### 元の文章
+ + +

新潟医療福祉大学 運動機能医科学研究所


10/18 勉強会

【研究報告】

担当:山代

タイトル:右前頭皮質への経頭蓋ランダムノイズ刺激はNogo電位およびGo/Nogo RTを変調しない

  • 目的:本研究は、経頭蓋ランダムノイズ刺激(tRNS)の前頭皮質への付加が触覚・聴覚のモダリティを越えてNogo電位を強化し、Go/Nogo RTを短縮するかについて検討した。
  • 方法:被験者17名に対してtRNSと偽刺激(SHAM)触覚および聴覚のGo/Nogo課題時の事象関連誘発電位(ERP)とGo/Nogo RTを計測した。
  • 結果:tRNSおよびSHAM刺激ともに触覚および聴覚Go/Nogo課題に対するNogo電位を強化せず、Go/Nogo RTも短縮しなかった。
  • 考察:実験結果から、tRNSの刺激効果は高次脳領域に対する運動野や感覚野のような低次の脳領域に比べて低い可能性が示された。

 

【文献抄読】

担当:大倉

タイトル:Anodal Transcranial Direct Current Stimulation over the Cerebellum Enhances Sadness Recognition in Parkinson’s Disease Patients: a Pilot Study. 小脳への陽極tDCSがパーキンソン病患者の悲しみの認識を高める

出典:Fabiana Ruggiero et al.  The Cerebellum 2021 Jun 22. doi: 10.1007/s12311-021-01295-y.

  • 背景:パーキンソン病は顔から表情を読み取る顔面情動認識(FER)において、特にネガティブな感情を読み取ることが困難となる。パーキンソン病の病因であるドパミン神経の黒質変性は、情動に関与する大脳基底核や前頭葉、小脳の領域をつなぐ非運動ループにも影響を及ぼす。小脳に障害を持つ患者は、顔面情動認識能力を失うのにもかかわらず、小脳が顔面情動認識に寄与していることを明らかとする研究は少ない。

+ + +

### 練習データ
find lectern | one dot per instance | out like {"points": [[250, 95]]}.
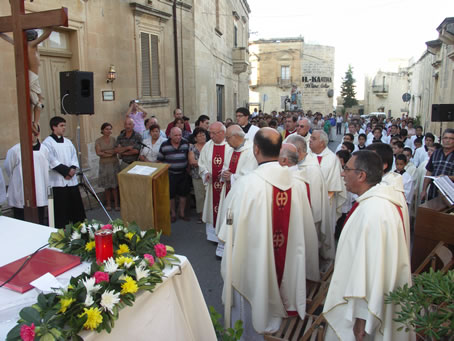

+ + +

### 本文への質問
#1 勉強会の記録から、「出典:Fabiana Ruggiero et」から「を明らかとする研究は少ない。」までを、その両端も含めてそのまま書き出してください。
#2 勉強会の記録を2文で要約してください。
#3 勉強会の記録を、最後の文のあとから続けて書いてください。
ここではデータは使いません。

### 課題の答え
#1
出典:Fabiana Ruggiero et al.  The Cerebellum 2021 Jun 22. doi: 10.1007/s12311-021-01295-y.

  • 背景:パーキンソン病は顔から表情を読み取る顔面情動認識(FER)において、特にネガティブな感情を読み取ることが困難となる。パーキンソン病の病因であるドパミン神経の黒質変性は、情動に関与する大脳基底核や前頭葉、小脳の領域をつなぐ非運動ループにも影響を及ぼす。小脳に障害を持つ患者は、顔面情動認識能力を失うのにもかかわらず、小脳が顔面情動認識に寄与していることを明らかとする研究は少ない。

#2 10/18の勉強会の研究報告では山代が担当し、右前頭皮質へのtRNSについて被験者17名で調べた結果、tRNSも偽刺激もNogo電位を強化せず、Go/Nogo RTも短縮しなかったことから、tRNSの効果は高次の脳領域では低い可能性が示されたと報告した。文献抄読では大倉が担当し、小脳への陽極tDCSがパーキンソン病患者の悲しみの認識を高めるという論文を取り上げ、その背景として、パーキンソン病では顔の表情、特にネガティブな感情を読み取るのが難しくなることなどが述べられた。

#3
  • 目的:小脳への経頭蓋直流刺激(tDCS)によって、顔面情動認識が変化するかどうかを評価することである。
  • 方法:9名のパーキンソン病患者へ、小脳へのtDCS刺激(2.0mA. 20分)を5日間連続して与え、少なくとも1か月の感覚をおいて2回実施した。顔面情動認識課題はベースライン時(T0)と小脳tDCS後の5日目(T1)に実施した。
  • 結果:悲しみを示す表情に対する情動認識は、小脳へのtDCSによって約16%向上したものの、怒り・喜び・中立の表情の認識には変化がなかった。
  • 考察:サンプル数は少ないものの、小脳へ5日間のtDCS刺激を与えることで、パーキンソン病患者が特定の顔の表情を認識する方法が変化することが示された。ネガティブな情動刺激には小脳を活性させることから、小脳へのtDCS刺激は、ネガティブな感情の認識に影響を及ぼすことが考えられる。
  • 結論:小脳へのtDCSはネガティブな感情認識能力を向上させることや、パーキンソン病患者における特定の表情の認識する方法を調節することができる可能性を示唆している。